Show each line of the listing below that contains the string "task". Matching is case-sensitive.

# Start of MATERIAL PROVIDED

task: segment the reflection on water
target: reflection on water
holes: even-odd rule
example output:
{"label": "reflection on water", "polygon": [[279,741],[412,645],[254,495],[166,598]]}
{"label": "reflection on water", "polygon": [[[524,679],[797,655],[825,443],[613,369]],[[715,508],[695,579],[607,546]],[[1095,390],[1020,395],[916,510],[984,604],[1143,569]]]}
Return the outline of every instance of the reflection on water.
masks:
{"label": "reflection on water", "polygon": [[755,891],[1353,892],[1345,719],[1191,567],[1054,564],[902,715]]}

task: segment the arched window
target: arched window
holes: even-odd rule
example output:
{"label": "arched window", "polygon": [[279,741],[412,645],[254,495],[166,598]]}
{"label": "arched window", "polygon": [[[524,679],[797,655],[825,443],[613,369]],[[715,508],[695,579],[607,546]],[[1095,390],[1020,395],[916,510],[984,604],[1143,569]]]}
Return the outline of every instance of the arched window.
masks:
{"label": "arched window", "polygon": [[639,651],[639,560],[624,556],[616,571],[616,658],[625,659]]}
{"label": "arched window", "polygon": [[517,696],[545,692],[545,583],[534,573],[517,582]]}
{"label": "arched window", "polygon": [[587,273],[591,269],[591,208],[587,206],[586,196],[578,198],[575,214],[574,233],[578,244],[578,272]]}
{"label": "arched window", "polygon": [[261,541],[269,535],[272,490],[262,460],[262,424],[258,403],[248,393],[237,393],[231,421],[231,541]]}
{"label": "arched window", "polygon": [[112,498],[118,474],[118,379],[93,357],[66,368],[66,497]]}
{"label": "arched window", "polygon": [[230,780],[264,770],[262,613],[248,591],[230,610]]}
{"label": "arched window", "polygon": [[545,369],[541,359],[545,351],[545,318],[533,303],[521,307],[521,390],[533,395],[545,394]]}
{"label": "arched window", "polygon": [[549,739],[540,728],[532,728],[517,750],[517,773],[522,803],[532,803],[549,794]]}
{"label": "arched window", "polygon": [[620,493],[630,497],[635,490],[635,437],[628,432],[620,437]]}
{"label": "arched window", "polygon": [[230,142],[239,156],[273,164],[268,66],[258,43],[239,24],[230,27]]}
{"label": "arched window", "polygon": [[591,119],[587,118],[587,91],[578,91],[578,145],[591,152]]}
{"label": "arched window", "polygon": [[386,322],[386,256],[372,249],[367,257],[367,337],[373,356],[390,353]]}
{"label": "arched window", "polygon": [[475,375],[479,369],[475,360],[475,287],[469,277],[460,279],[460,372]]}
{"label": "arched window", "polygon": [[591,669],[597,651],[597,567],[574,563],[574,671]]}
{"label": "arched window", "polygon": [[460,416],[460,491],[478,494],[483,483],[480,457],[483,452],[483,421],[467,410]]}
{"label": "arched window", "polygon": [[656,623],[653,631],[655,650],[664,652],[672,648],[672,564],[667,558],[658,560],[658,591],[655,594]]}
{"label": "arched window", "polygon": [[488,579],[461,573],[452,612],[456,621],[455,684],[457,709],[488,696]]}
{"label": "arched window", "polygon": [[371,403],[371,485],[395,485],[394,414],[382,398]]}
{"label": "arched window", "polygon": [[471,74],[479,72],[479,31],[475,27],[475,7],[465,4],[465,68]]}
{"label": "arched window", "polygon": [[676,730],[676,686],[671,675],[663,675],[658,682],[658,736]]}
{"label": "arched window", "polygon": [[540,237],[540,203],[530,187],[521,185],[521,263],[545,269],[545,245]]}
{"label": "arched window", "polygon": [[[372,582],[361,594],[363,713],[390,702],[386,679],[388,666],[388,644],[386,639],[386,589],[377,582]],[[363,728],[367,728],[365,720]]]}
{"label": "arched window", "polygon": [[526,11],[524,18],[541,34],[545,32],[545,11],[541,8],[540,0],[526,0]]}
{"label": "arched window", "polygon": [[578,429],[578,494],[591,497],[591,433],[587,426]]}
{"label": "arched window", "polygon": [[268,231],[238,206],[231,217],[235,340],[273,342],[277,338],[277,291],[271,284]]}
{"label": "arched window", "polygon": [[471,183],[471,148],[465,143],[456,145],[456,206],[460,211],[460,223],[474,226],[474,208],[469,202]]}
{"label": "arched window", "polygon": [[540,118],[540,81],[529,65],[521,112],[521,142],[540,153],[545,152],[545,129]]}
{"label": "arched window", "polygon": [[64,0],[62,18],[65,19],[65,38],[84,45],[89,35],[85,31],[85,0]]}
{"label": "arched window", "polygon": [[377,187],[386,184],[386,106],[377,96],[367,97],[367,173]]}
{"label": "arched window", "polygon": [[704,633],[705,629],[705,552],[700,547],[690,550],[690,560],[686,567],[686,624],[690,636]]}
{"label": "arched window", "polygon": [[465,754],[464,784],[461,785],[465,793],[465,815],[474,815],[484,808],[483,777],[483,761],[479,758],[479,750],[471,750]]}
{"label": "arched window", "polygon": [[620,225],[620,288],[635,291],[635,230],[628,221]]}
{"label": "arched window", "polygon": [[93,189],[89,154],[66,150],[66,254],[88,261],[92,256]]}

# End of MATERIAL PROVIDED

=== EXERCISE RESULT ===
task: segment the reflection on water
task: segment the arched window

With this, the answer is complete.